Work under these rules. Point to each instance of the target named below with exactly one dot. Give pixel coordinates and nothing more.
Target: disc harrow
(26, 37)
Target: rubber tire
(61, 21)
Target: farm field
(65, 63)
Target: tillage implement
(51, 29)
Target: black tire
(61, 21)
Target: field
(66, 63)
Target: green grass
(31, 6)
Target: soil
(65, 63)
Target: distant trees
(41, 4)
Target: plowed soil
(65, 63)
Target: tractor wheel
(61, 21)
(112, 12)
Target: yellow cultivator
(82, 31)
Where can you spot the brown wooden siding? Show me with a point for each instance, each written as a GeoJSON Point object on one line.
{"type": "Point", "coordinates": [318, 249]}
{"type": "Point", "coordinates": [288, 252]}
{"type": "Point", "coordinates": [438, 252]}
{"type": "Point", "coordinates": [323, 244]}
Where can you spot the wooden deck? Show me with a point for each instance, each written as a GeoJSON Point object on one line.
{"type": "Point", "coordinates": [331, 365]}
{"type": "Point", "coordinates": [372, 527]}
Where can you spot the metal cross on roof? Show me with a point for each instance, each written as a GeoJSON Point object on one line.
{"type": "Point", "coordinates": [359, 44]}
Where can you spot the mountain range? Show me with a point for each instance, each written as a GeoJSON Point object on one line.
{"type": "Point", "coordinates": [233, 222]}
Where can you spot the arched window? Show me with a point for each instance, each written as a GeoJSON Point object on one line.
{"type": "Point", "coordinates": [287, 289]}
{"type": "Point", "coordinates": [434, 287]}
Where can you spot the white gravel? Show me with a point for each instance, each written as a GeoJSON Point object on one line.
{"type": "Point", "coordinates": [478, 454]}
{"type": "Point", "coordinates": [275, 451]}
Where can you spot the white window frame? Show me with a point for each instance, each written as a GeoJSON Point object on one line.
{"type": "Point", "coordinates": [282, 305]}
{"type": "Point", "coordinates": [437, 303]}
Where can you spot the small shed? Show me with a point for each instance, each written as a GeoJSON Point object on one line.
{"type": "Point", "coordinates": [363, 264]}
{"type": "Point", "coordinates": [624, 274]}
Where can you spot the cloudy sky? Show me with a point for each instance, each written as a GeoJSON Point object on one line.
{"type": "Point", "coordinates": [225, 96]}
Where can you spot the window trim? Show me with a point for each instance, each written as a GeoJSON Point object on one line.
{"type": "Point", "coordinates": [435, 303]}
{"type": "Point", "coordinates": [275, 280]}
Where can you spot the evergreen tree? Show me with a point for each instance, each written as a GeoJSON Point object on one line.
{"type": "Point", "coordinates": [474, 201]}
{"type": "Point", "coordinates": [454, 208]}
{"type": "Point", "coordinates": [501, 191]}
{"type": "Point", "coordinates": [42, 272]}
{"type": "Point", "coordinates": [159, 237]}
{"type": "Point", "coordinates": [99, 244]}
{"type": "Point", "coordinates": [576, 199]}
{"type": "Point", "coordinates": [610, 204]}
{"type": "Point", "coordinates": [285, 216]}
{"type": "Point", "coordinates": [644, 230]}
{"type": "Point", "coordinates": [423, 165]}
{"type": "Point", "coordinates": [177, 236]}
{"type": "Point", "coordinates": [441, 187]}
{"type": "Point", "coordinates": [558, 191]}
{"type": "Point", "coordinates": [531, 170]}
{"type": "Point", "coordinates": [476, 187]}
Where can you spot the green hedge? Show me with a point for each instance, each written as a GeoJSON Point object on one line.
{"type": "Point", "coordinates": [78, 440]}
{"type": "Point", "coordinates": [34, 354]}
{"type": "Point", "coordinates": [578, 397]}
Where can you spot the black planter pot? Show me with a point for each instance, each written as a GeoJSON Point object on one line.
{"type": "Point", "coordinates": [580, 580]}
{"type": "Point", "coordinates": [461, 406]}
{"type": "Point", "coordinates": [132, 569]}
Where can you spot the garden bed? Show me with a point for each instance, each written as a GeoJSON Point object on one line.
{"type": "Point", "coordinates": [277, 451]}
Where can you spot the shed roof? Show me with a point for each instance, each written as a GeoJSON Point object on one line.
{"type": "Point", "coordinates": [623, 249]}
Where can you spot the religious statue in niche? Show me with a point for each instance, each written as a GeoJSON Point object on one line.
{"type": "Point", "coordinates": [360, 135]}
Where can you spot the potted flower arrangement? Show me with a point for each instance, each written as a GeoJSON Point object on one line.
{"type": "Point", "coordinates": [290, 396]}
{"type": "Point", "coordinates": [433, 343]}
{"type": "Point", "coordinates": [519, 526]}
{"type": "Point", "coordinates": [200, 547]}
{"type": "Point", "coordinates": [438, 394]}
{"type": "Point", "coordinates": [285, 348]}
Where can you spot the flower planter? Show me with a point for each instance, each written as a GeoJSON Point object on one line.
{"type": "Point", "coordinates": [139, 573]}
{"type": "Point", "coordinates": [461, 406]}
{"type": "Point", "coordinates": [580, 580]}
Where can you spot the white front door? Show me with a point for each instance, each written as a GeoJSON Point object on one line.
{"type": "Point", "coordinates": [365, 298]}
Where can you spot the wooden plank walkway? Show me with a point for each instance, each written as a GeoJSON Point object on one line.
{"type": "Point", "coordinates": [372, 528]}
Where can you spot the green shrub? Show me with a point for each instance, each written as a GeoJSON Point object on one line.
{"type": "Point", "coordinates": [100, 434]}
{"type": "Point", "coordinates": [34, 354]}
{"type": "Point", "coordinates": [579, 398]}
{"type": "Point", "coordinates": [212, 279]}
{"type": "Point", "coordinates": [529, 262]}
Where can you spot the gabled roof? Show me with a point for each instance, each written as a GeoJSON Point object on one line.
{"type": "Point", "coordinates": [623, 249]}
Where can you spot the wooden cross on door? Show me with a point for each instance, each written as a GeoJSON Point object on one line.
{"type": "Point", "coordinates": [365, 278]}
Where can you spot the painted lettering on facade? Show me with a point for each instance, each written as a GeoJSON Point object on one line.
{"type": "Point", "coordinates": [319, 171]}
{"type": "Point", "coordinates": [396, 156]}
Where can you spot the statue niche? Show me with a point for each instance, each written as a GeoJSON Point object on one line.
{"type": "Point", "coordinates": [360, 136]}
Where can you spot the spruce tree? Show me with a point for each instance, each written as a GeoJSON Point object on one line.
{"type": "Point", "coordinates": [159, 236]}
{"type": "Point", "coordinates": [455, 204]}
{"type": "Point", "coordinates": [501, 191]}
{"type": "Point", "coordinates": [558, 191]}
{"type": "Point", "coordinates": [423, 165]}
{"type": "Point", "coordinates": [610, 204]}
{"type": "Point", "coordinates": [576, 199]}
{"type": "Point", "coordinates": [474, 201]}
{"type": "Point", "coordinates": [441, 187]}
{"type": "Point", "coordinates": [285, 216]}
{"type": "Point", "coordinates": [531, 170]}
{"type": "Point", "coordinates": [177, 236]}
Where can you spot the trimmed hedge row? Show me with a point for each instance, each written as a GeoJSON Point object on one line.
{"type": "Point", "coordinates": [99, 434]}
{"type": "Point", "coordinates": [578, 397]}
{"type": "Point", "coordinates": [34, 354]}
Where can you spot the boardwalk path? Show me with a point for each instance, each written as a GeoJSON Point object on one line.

☆ ☆ ☆ ☆ ☆

TASK DETAILS. Repeat all of the listing above exactly, leaving nothing out.

RESPONSE AREA.
Work under these rules. Point to each instance of the target named below with exactly one dot. Give pixel coordinates and nothing more.
Target: disc harrow
(26, 37)
Target: rubber tire
(61, 21)
Target: farm field
(65, 63)
Target: tillage implement
(51, 29)
Target: black tire
(61, 21)
Target: field
(66, 63)
Target: green grass
(31, 6)
Target: soil
(65, 63)
Target: distant trees
(41, 4)
Target: plowed soil
(65, 63)
Target: tractor wheel
(61, 21)
(112, 12)
Target: yellow cultivator
(82, 31)
Where can you spot the brown wooden siding? Show me with a point for each instance, each written as a GeoJSON Point object on one line.
{"type": "Point", "coordinates": [318, 249]}
{"type": "Point", "coordinates": [288, 252]}
{"type": "Point", "coordinates": [438, 252]}
{"type": "Point", "coordinates": [323, 244]}
Where can you spot the wooden deck? Show me with a point for each instance, each written as a GeoJSON Point object on one line.
{"type": "Point", "coordinates": [331, 365]}
{"type": "Point", "coordinates": [372, 527]}
Where can you spot the metal cross on roof? Show me with a point for each instance, each written as a GeoJSON Point object on one line.
{"type": "Point", "coordinates": [359, 44]}
Where can you spot the mountain range? Show me with a point for each instance, each written as a GeoJSON Point object on one line.
{"type": "Point", "coordinates": [233, 222]}
Where can you spot the arched window? Show me with a point for each instance, each written as a GeoJSON Point object on one line.
{"type": "Point", "coordinates": [287, 289]}
{"type": "Point", "coordinates": [434, 287]}
Where can you spot the white gravel? Show me with a point for each instance, each written as a GeoJSON Point object on one line.
{"type": "Point", "coordinates": [478, 454]}
{"type": "Point", "coordinates": [275, 451]}
Where can you spot the white window frame? Show me with a point for each instance, each written as a GeoJSON Point object on one line.
{"type": "Point", "coordinates": [282, 305]}
{"type": "Point", "coordinates": [437, 303]}
Where can you spot the small shed? Show me with a point for each instance, each written as a GeoJSON Point object on one line.
{"type": "Point", "coordinates": [363, 264]}
{"type": "Point", "coordinates": [624, 274]}
Where can you spot the cloudy sky? Show me with a point for each instance, each written as a GeoJSON Point object on one line.
{"type": "Point", "coordinates": [225, 96]}
Where can you spot the window trim? Show me with a point for each instance, each written as a GeoJSON Point object on one line.
{"type": "Point", "coordinates": [435, 303]}
{"type": "Point", "coordinates": [275, 280]}
Where can you spot the evergreen tree? Show me with a point for each instance, each written as a GeoJSON Point object on one line.
{"type": "Point", "coordinates": [474, 201]}
{"type": "Point", "coordinates": [454, 208]}
{"type": "Point", "coordinates": [501, 191]}
{"type": "Point", "coordinates": [42, 272]}
{"type": "Point", "coordinates": [159, 237]}
{"type": "Point", "coordinates": [99, 244]}
{"type": "Point", "coordinates": [576, 199]}
{"type": "Point", "coordinates": [610, 204]}
{"type": "Point", "coordinates": [285, 216]}
{"type": "Point", "coordinates": [644, 230]}
{"type": "Point", "coordinates": [423, 165]}
{"type": "Point", "coordinates": [177, 236]}
{"type": "Point", "coordinates": [441, 187]}
{"type": "Point", "coordinates": [558, 191]}
{"type": "Point", "coordinates": [531, 170]}
{"type": "Point", "coordinates": [476, 187]}
Where can you spot the green hedge? Show me with a point for each instance, each written as a GeoJSON Point object on one line.
{"type": "Point", "coordinates": [78, 440]}
{"type": "Point", "coordinates": [34, 354]}
{"type": "Point", "coordinates": [578, 397]}
Where can you spot the black planter pot? Show me with a point for each instance, each written as a GeoJSON Point object on one line.
{"type": "Point", "coordinates": [580, 580]}
{"type": "Point", "coordinates": [461, 406]}
{"type": "Point", "coordinates": [132, 569]}
Where can you spot the garden bed? Show me with a point for each instance, each written as a GeoJSON Point object on one line.
{"type": "Point", "coordinates": [277, 451]}
Where can you spot the shed roof? Show me with a point for each instance, each written as a GeoJSON Point object on one line.
{"type": "Point", "coordinates": [623, 249]}
Where can you spot the religious statue in niche? Show me with a point for each instance, each written as a GeoJSON Point object on one line.
{"type": "Point", "coordinates": [360, 135]}
Where can you spot the potted flower arrangement? Show me with a point for each instance, each written as a GeoJSON Point object on one line.
{"type": "Point", "coordinates": [290, 396]}
{"type": "Point", "coordinates": [433, 343]}
{"type": "Point", "coordinates": [519, 526]}
{"type": "Point", "coordinates": [200, 547]}
{"type": "Point", "coordinates": [438, 394]}
{"type": "Point", "coordinates": [285, 348]}
Where can you spot the flower planter? Show me with a point for each instance, each written as a GeoJSON Point object on one line.
{"type": "Point", "coordinates": [139, 573]}
{"type": "Point", "coordinates": [461, 406]}
{"type": "Point", "coordinates": [580, 580]}
Where can you spot the white front door? Show me with a point for each instance, each written as a GeoJSON Point object on one line.
{"type": "Point", "coordinates": [365, 298]}
Where can you spot the wooden plank walkway? Show me with a point for each instance, each written as a GeoJSON Point object on one line.
{"type": "Point", "coordinates": [372, 528]}
Where can you spot the green shrub? Show me with a point for each instance, each written as a GeoJSON Point object on one line.
{"type": "Point", "coordinates": [100, 434]}
{"type": "Point", "coordinates": [34, 354]}
{"type": "Point", "coordinates": [579, 398]}
{"type": "Point", "coordinates": [212, 279]}
{"type": "Point", "coordinates": [529, 262]}
Where can you spot the gabled roof? Show me with a point for each instance, each written as a GeoJSON Point object on one line.
{"type": "Point", "coordinates": [623, 249]}
Where can you spot the wooden cross on door? Show me with a point for each instance, each written as a GeoJSON Point object on one line.
{"type": "Point", "coordinates": [365, 278]}
Where can you spot the painted lettering on facade? Show me with a point for each instance, each written as a GeoJSON Point object on one line.
{"type": "Point", "coordinates": [319, 171]}
{"type": "Point", "coordinates": [396, 156]}
Where can you spot the statue niche? Show me with a point for each instance, each written as a GeoJSON Point object on one line.
{"type": "Point", "coordinates": [360, 136]}
Where can you spot the spruce tree? Show me with a point for each instance, each written as a GeoJSON Point object on one line.
{"type": "Point", "coordinates": [159, 236]}
{"type": "Point", "coordinates": [455, 204]}
{"type": "Point", "coordinates": [501, 191]}
{"type": "Point", "coordinates": [558, 191]}
{"type": "Point", "coordinates": [423, 165]}
{"type": "Point", "coordinates": [610, 204]}
{"type": "Point", "coordinates": [576, 199]}
{"type": "Point", "coordinates": [474, 201]}
{"type": "Point", "coordinates": [441, 187]}
{"type": "Point", "coordinates": [285, 216]}
{"type": "Point", "coordinates": [531, 170]}
{"type": "Point", "coordinates": [177, 236]}
Where can you spot the trimmed hedge row? Show me with a point for each instance, each written as a GeoJSON Point object on one line.
{"type": "Point", "coordinates": [99, 434]}
{"type": "Point", "coordinates": [578, 397]}
{"type": "Point", "coordinates": [34, 354]}
Where can you spot the boardwalk path? Show me with a point for each instance, each written as a GeoJSON Point object on one line.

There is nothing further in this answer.